_TASK STATEMENT_
Rewrite these lines with "gets one dot" replaced by "receives a single dot" wherever it occurs, leaving everything else unchanged.

(Data entries)
::::::::
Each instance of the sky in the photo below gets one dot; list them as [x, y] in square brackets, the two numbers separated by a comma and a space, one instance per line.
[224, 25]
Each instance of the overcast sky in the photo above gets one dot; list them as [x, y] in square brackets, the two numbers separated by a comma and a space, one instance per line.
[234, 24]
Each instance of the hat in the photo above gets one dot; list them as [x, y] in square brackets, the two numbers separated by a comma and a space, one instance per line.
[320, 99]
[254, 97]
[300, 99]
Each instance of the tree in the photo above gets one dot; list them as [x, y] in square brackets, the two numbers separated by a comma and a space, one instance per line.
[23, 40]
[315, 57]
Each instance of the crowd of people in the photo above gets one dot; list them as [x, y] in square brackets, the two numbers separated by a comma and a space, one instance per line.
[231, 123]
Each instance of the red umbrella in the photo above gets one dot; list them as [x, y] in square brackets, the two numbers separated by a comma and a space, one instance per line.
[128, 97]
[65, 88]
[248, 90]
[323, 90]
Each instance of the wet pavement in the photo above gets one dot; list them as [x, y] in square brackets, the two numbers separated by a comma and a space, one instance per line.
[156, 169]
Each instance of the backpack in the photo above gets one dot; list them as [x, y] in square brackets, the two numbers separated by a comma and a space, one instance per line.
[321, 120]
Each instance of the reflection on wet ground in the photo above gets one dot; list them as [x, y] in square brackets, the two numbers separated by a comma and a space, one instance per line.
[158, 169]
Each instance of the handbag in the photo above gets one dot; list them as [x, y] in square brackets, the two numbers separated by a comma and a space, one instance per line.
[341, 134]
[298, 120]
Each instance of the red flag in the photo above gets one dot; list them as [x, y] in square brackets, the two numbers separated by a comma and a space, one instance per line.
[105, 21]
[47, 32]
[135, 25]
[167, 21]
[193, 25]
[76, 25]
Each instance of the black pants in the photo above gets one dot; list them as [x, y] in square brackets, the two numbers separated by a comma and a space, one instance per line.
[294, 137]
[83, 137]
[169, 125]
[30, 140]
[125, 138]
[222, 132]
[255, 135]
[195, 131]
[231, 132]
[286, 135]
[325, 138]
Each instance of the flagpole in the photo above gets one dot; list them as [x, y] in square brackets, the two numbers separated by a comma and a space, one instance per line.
::::::::
_ANSWER TO THE EXERCISE_
Each instance of the sky in the photo below receives a single dot; list them as [x, y] in square brackets, the two numbers separated by a comma and a space, one instance per line.
[224, 25]
Each instance of the overcast sky in the photo above receives a single dot; list them as [x, y] in square brackets, the two numbers separated by a comma and a space, one instance per line.
[234, 24]
Each instance of the hat in the photo above receives a single dot; list them as [x, y] in square brackets, the two numbers separated by a comma and a space, one instance per line.
[320, 99]
[254, 97]
[300, 99]
Each instance of the tree in the photo above receives a single dot; list them as [x, y] in square brackets, the two numbers separated by a comma and a space, one instance per line.
[23, 40]
[315, 57]
Each instance of the crowd of people in the photo above receives a single dot; list them as [x, y] in square brackets, the two numbers separated by a comma and a space, one instance per line.
[231, 123]
Each instance of the red umbrella in the photo above receives a single dot; list them as [x, y] in square brackets, the two numbers separated by a comma and a space, one instance per line.
[128, 97]
[65, 88]
[248, 90]
[323, 90]
Each instance of the wet pavement in the photo above receives a single dot; list them as [x, y] in square brackets, the two numbers separated by a comma and a space, one instance per line.
[156, 169]
Each instance of the backpack in the photo above receives a single dot; list them as [x, y] in square brackets, the two numbers separated by a comma and a space, one instance per line.
[321, 120]
Each instance of the reflection on wet ground in the photo above receives a single dot; list them as [x, y] in square brackets, the two numbers separated by a comma and a space, one instance per line.
[158, 169]
Each instance of the handbag in the photo above receives a single dot; list them as [x, y] in square brackets, the two numbers separated by a comma and a space, one instance per line.
[341, 134]
[298, 120]
Each instance of the red flag in the photo above receives a single dot; list them as [x, y] in square brackets, the two numbers separated by a comma and a space, one instance per line.
[105, 21]
[47, 32]
[135, 25]
[167, 21]
[193, 25]
[76, 25]
Each instance of the black pants in the photo above receives a single dot; list them as [x, y] in square brackets, the two numbers separated by a comma and a space, one instance per line.
[294, 137]
[83, 137]
[169, 125]
[30, 140]
[125, 138]
[222, 132]
[255, 135]
[195, 131]
[231, 132]
[286, 135]
[325, 138]
Each instance of the flagpole in the photo above receives a single dot; list them as [x, y] in square brackets, the two numbers separated by a comma and a space, one instance per line.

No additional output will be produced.